◆ Required task: Set down every one of the records below word for word, keeping each on its own line in the same order.

◆ Data to use:
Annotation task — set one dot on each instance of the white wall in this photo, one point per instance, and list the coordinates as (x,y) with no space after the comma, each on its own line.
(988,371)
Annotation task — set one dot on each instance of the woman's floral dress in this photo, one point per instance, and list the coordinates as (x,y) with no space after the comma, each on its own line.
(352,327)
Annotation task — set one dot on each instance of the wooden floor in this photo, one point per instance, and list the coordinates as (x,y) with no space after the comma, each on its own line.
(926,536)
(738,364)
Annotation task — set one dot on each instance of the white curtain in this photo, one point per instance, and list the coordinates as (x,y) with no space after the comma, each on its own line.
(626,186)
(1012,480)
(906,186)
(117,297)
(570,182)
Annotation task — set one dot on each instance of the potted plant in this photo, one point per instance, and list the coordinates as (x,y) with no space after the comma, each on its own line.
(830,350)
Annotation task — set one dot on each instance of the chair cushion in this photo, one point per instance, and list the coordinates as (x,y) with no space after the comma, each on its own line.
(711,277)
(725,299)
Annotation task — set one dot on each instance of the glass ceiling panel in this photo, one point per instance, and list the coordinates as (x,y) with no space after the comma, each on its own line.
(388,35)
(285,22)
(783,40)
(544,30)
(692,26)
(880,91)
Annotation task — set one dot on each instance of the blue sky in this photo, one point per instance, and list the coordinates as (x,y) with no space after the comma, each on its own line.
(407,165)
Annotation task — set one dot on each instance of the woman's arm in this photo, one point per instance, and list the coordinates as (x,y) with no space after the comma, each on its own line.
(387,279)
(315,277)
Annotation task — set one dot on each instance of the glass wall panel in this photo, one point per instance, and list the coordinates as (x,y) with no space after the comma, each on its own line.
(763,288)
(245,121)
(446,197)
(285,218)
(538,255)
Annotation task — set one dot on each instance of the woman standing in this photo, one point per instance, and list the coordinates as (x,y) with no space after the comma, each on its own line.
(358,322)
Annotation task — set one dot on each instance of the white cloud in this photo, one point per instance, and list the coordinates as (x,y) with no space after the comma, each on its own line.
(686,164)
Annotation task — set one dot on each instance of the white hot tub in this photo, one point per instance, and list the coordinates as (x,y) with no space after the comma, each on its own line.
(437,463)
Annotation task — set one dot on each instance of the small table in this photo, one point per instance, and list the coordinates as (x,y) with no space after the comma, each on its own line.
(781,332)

◆ Output of the exercise:
Annotation task — set one dot on each instance of the white wall in this photo, one point per instance, and list the coordinates as (x,y) with no space after the comma, each on its own line.
(988,371)
Annotation task — set one dot on each instance of the woman's floral dress in this photo, one point per instance, and list the coordinates as (x,y) with no space after the comma, each on its own line.
(352,327)
Annotation task — set one dot on each instance of the wooden floor in this photo, one point per instance, and list the coordinates as (x,y) with no space after the comma, each on its own line.
(926,536)
(738,364)
Annotation task — set one dot on each instance of the white curtain in this photo, one point per instance, and list the coordinates as (x,y) with no space after the comma, each on its own line.
(626,186)
(1012,480)
(906,186)
(117,297)
(570,182)
Annotation task — set one dot on each instance of the potted plant in this photo, one point per instance, and list the coordinates as (x,y) with no space after the comma, each on its own line.
(830,350)
Annotation task — set one dot on each instance of the chair cushion in this photo, one point per instance, and list the coordinates as (x,y) with no space after the comma, each on its own line.
(711,277)
(725,299)
Annotation task — set one dot on each instance of the glass ceiling panel in this photo, one point per instance, and list the coordinates as (x,y) with no space after the comma, each on its own line.
(388,35)
(285,22)
(783,40)
(544,30)
(692,26)
(880,91)
Annotation task — set one dot on each instance of the blue sky in this photo, one point per instance, and list the coordinates as (x,y) with no space after the comma, each on its own line.
(407,165)
Annotation task — set one dot on each instance of the woman's arm in this photo, one point per instance, and list the coordinates as (x,y) with no space after the comma, each on its own line.
(387,279)
(315,277)
Annotation task — set one dot on each instance of the glass wall panel in this photo, one point per instance, and list the coordinates as (x,y) with no space after the comma, each on its own line.
(763,288)
(245,121)
(446,197)
(285,218)
(538,255)
Annotation task — set one dot on each instance of the woman standing in this photo, one point per instance, and list the coordinates as (x,y) with no space after the comma, each on its own line.
(358,322)
Annotation task — set one dot on each instance of the white cloud in this photo, one point per instance, and list the coordinates as (x,y) with no space after the comma, each on its own line.
(686,164)
Annotation task — set one dot on each instance of the white hot tub in this photo, one point per instance, and list the coordinates as (x,y) with no space after the comma, each on its own line.
(437,463)
Annotation task — set one dot on each instance of the small table in this photo, one point per instance, and list the coordinates as (x,y) with no space after the comma, each on its own line.
(781,332)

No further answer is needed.